═══ Angezeigter Text ═══

In meisten Faschismen ist Antisemitismus und Rassismus. Der Extremismus Begriff ist  deshalb problematisch, weil er gewissermaßen Rassismus nicht erfassen kann. Antisemitismus und Rassismus ist keineswegs auf den extremen Rändern des politischen Spektrums, sondern auch in der Mitte. Wie auch andererseits die Demokratie keineswegs von den Rändern zerstört werden kann, sondern auch von oben, dass also ist auch ein weiteres Problem, das man das mit dem Extremismus Begriff nicht erfasst. Auch ein weiterer Punkt ist die große Gefahr, dass wir mindestens 20% Antisemiten hier haben. 40% Rassisten und 64 bis 68 Prozent der Bevölkerung hassen die Zigeuner, man nennt das den „Antizionismus“ – so wird deutlich, dass zwei Drittel der Gesellschaft nicht an den Rändern sein können, dann muss das ja wohl schon in der Mitte sein. Und davon wird einfach abgelenkt und nicht gesehen, dass es hier Unterschiede sind und man mit dem Extremismus Begriff die wahre Gefahr vor allen des sich ausbreitenden Rassismus nicht erfassen kann.

Weil er richtig ist und weil er auf die wahren Gefahren sozusagen hinweist. Und eben vor allem darauf hinweist, auf die mögliche Gefahr des Faschismus von oben. Faschismus von oben, bedeutet, dass die Demokratie abgebaut werden kann und dann ein faschistisches Regime nur eine Diktatur von oben errichtet werden kann. Und das war auch in der Geschichte sozusagen so. Eine weitere Angst im Faschismus Begriff ist, dass er von der Linken benutzt wurde, aber keineswegs nur von Linken, auch Thomas Mann hat ihn benutzt und das in dem marxistischen Faschismus Deutungen oder Theorien vor allem auf die ökonomische Basis hingewiesen wird, auf das kapitalistische System. Und das möchte man nicht sehr gern. Der Faschismus Begriff tut weh und weist es drauf hin, dass es eben auch nicht nur die Faschisten waren, sondern auch ihre Bundesgenossen, und das waren die Konservativen.

═══

#### Zu erledigende Aufgabe
Setzen Sie den Text über den Extremismus- und den Faschismusbegriff im Anschluss an seinen letzten Satz fort.

═══ Auszüge der Einträge ═══

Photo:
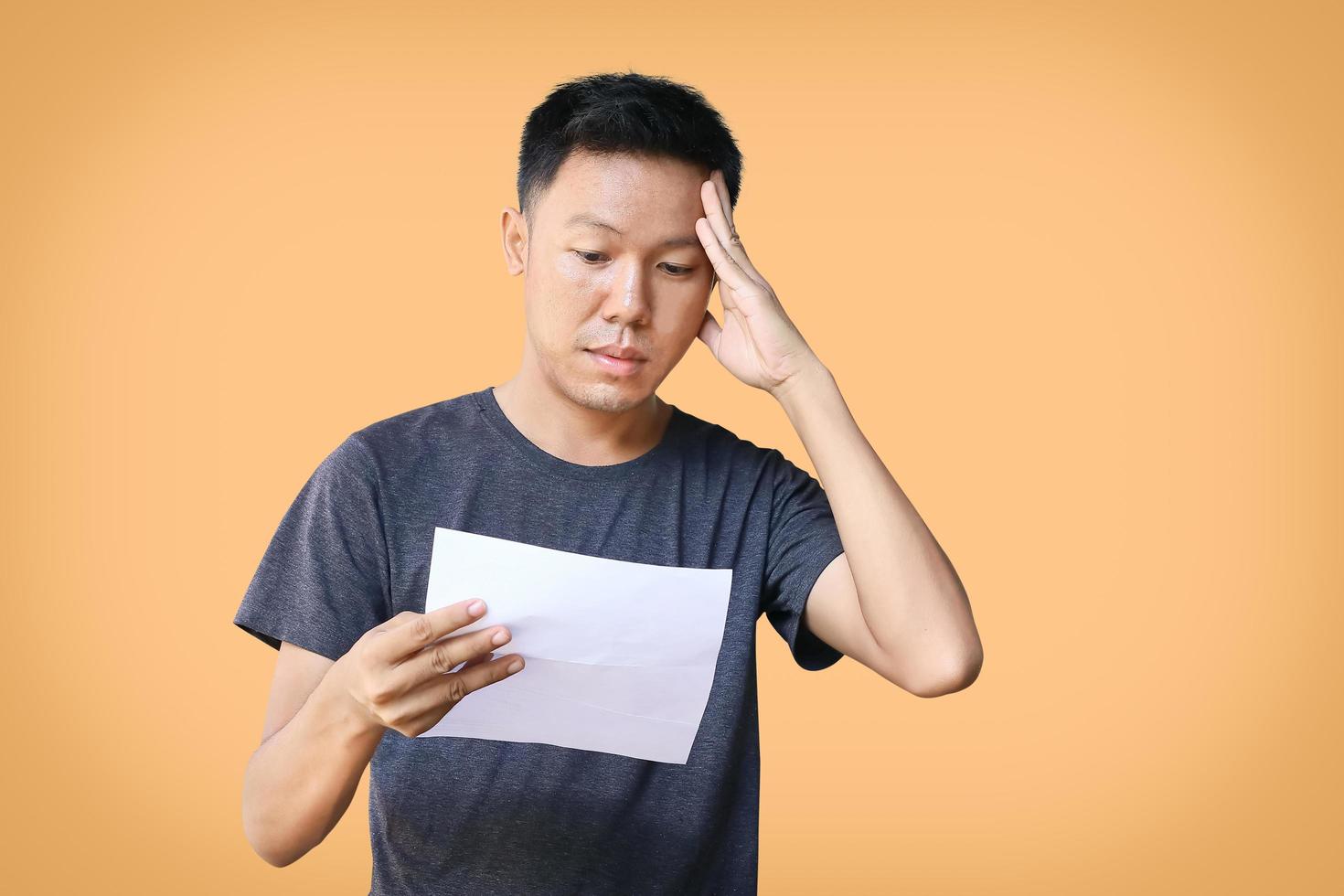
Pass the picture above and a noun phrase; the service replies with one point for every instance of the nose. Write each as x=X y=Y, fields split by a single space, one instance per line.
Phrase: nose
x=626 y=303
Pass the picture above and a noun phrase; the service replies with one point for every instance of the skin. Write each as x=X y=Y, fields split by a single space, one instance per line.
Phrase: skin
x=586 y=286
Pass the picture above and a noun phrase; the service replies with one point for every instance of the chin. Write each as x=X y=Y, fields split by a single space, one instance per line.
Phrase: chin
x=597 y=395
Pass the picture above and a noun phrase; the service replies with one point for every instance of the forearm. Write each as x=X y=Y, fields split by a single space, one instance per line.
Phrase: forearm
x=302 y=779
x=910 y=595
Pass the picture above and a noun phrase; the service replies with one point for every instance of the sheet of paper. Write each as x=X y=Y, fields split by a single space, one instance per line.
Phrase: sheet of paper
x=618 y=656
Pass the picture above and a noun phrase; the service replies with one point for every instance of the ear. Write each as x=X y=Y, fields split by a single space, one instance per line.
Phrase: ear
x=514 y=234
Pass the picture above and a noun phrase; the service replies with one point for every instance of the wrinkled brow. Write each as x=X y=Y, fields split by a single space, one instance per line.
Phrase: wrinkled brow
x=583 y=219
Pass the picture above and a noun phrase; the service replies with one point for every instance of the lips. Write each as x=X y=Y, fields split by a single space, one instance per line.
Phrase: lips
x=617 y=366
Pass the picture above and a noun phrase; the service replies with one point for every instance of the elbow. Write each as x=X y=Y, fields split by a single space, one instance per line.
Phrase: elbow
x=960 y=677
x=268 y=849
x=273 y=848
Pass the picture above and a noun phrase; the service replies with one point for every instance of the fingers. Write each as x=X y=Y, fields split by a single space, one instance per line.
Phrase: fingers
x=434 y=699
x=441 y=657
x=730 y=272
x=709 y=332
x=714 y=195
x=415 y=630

═══

#### Das Ergebnis
Die Weimarer Republik ist nicht von rechts und linksextremen Rändern des Parteienspektrums zerstört worden, sondern eher von einem Bündnis aus Faschisten und Konservativen. Die Konservativen sollen nicht den Fehler wieder machen, den ihre Gesinnungsgenossen in den zwanziger und dreißiger Jahren gemacht haben.

Es war ein Bündnis zwischen den Konservativen und den Faschisten. Das war bereits die Harzburger Front, ein Aufmarsch von konservativen Kräften und faschistischen Kräften. Und dann der 30igste Januar war wieder eine Machtergreifung, es war wieder ein Bündnis zwischen den Konservativen, der DNVP (Deutsch-nationalen Volks Partei) und der faschistischen Partei NSDAP. In diesem Bündnis hatten die Konservativen, was die Minister angeht, die Mehrheit. Es waren nur drei Nationalsozialisten vertreten. Das ist eben also ein Bündnis gewesen und keineswegs war am 30. Januar eine Regierung aus NSDAP und KPD, wie dieses Extremismus-Modell suggeriert. Thälmann der Führer der KPD wurde nicht Vizekanzler, sondern kam ins Zuchthaus und wurde im KZ Buchenwald ermordet. Dass muss man einfach sehen und da ist jetzt nochmal wichtig das diese falsche Lehre aus Weimar immer gezogen wird, immer wieder gesagt wird, wir müssen wehrhaft sein gegen die Extremisten von Links und rechts. Und bei diesem wehrhaft sein, baut man die Demokratie ab. Das heißt, unter dem Vorwand die Demokratie zu schützen, wird sie abgebaut und damit werden die gleichen Fehler der dreißiger Jahre gemacht.

Thüringen war jetzt das beste Beispiel zum Abbau der Demokratie und indem man die Faschisten wieder salonfähig macht. Die Konservativen und die Liberalen haben nichts aus der Geschichte gelernt und es droht das sich die Geschichte wiederholt. Außerdem sollten wir die neoliberalen und transatlantischen Kader innerhalb der Grünen und der SPD auch nicht unterschätzen.

Die gleiche Distanz zu AfD und Linkspartei beruht auf zwei Lebenslügen der Christdemokraten: Viele CDU-Mitglieder verschwiegen nach dem Zweiten Weltkrieg ihre frühere NSDAP-Mitgliedschaft. Nach dem Fall der Mauer fusionierte die CDU mit der SED-Blockpartei Ost-CDU und kassierte deren Vermögen gleich mit. Und Angela Merkel war FDJ-Sekretärin für Propaganda und Agitation, durfte im Ausland studieren und, anders als die meisten DDR-Bürger, auch in den Westen reisen.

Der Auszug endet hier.